:: Task directions ::
Find and copy each line of the records where the string "below" shows up.

:: Information supplied ::
========================================

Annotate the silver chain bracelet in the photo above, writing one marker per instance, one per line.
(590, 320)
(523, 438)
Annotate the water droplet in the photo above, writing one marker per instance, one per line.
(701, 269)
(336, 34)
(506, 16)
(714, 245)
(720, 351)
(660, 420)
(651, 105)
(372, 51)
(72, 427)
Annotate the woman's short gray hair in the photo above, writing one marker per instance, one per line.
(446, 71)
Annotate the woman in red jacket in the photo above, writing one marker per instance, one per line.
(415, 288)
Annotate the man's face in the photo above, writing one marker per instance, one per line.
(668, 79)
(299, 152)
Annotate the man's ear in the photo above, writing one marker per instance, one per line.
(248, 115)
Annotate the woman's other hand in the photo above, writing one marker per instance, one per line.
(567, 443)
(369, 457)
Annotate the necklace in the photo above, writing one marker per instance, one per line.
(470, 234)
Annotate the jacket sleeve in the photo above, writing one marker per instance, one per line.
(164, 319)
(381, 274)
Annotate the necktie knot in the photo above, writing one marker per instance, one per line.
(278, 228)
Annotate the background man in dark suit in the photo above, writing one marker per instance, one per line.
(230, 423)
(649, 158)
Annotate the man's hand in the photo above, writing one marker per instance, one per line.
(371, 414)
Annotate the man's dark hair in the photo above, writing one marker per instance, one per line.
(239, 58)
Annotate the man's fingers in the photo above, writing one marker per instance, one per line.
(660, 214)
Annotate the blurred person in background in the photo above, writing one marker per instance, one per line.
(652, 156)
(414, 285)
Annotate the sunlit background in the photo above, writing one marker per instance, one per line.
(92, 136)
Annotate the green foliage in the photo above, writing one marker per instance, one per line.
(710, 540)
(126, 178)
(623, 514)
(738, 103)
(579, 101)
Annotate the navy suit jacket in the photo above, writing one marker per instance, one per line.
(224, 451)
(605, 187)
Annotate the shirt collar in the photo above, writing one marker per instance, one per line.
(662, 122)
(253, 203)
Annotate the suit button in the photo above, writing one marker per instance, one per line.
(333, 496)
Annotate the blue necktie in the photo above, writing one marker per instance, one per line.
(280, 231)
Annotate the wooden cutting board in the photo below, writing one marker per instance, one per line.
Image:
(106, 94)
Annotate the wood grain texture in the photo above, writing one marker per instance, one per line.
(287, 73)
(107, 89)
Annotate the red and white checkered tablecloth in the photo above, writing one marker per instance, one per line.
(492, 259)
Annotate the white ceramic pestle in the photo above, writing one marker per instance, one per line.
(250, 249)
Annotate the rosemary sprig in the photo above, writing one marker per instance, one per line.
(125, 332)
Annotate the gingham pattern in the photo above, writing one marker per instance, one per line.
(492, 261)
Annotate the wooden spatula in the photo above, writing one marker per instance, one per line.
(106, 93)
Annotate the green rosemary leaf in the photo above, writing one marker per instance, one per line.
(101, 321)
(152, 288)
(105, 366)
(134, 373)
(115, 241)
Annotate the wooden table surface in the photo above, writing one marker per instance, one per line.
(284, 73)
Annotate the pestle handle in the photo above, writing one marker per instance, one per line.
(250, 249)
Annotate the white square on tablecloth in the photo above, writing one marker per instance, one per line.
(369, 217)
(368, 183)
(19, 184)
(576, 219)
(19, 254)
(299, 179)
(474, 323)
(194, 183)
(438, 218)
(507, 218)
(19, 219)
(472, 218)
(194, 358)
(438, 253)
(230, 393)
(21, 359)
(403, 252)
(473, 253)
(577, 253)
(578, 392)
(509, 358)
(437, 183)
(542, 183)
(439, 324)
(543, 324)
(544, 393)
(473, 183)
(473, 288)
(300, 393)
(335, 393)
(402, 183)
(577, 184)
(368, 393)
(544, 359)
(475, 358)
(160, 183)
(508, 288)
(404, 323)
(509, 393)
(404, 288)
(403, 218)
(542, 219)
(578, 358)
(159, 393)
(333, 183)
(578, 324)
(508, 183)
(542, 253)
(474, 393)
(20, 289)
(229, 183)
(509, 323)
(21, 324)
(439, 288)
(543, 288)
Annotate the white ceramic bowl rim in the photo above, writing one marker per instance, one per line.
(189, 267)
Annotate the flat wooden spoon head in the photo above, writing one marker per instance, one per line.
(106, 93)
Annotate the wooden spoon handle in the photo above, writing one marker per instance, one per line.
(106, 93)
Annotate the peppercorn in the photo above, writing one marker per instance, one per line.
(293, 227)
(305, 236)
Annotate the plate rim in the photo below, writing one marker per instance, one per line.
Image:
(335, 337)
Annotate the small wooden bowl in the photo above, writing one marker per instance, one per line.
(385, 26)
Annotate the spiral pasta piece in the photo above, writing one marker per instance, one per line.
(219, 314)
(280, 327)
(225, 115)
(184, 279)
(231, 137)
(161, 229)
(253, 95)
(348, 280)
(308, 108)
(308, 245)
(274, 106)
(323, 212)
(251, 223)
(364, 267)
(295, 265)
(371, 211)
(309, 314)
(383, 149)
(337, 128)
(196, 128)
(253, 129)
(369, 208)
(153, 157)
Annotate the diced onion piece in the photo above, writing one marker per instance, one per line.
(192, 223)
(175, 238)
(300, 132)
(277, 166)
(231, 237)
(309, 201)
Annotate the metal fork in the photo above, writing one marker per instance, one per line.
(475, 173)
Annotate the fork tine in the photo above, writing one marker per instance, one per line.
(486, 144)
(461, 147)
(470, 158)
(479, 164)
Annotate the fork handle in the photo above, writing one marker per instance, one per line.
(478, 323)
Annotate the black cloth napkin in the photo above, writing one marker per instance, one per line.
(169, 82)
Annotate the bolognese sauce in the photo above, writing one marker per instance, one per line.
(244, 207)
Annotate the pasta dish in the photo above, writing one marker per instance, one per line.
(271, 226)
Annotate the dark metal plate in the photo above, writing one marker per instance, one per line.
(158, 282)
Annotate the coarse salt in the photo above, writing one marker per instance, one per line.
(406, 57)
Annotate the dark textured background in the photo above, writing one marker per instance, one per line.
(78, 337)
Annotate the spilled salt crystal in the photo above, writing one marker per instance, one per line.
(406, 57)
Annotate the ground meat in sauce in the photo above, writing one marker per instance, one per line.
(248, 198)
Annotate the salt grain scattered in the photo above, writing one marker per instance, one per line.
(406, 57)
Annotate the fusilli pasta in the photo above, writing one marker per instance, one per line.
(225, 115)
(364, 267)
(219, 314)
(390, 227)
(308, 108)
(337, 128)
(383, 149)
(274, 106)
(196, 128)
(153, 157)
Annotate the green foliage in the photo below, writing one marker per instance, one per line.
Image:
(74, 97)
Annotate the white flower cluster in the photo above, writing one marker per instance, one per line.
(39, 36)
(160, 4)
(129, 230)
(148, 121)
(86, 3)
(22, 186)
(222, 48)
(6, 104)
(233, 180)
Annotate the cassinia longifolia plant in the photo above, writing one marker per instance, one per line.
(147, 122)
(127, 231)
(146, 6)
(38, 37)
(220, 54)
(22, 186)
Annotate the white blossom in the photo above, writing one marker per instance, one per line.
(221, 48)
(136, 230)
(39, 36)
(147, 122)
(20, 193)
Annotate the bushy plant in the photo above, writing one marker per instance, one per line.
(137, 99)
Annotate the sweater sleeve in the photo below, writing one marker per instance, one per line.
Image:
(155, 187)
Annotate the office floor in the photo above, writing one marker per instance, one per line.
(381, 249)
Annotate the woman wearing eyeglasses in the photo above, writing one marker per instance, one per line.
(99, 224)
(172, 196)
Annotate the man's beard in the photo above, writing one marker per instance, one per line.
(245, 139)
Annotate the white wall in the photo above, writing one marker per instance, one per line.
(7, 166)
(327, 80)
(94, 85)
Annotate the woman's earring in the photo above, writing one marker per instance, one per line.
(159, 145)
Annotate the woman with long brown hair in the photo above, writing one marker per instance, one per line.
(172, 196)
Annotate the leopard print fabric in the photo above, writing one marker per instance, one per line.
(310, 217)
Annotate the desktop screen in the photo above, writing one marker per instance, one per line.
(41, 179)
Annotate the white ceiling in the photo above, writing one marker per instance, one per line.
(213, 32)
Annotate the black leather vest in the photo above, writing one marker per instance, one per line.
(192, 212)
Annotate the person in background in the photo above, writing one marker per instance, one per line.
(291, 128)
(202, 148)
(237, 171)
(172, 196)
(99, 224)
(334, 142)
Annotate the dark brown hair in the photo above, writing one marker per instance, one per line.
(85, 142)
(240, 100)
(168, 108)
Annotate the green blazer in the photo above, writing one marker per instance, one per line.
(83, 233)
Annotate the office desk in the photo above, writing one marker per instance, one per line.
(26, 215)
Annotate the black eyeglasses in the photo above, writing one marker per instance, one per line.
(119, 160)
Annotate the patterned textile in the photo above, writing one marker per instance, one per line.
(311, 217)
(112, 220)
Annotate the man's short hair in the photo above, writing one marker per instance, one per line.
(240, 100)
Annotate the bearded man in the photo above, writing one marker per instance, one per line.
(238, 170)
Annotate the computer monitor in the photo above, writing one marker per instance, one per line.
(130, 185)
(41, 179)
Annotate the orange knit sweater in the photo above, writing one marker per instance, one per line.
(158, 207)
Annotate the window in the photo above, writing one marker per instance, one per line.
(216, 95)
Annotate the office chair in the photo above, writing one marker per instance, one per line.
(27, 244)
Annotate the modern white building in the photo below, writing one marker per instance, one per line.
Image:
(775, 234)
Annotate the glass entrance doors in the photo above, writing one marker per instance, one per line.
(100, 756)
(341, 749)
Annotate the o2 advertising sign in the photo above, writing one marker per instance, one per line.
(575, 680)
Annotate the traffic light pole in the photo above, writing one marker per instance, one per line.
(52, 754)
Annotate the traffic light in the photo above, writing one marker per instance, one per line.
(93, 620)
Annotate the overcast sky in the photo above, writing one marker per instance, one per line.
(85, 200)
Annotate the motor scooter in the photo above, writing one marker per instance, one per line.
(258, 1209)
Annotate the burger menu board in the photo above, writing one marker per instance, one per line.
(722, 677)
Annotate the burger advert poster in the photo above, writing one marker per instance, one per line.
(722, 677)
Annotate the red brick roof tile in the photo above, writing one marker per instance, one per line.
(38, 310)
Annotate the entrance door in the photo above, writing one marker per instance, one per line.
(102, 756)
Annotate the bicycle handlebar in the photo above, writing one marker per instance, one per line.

========================================

:: Solved problem ::
Annotate the wooden cutting board in the photo below, writing one marker per instance, one per line.
Annotate the plate rim in the photo below, writing one marker per instance, one per line.
Annotate the green foliage in the photo below, writing one marker per instance, one per line.
Annotate the sweater sleeve in the photo below, writing one marker per instance, one per line.
Annotate the modern white building in the photo below, writing one marker per instance, one per line.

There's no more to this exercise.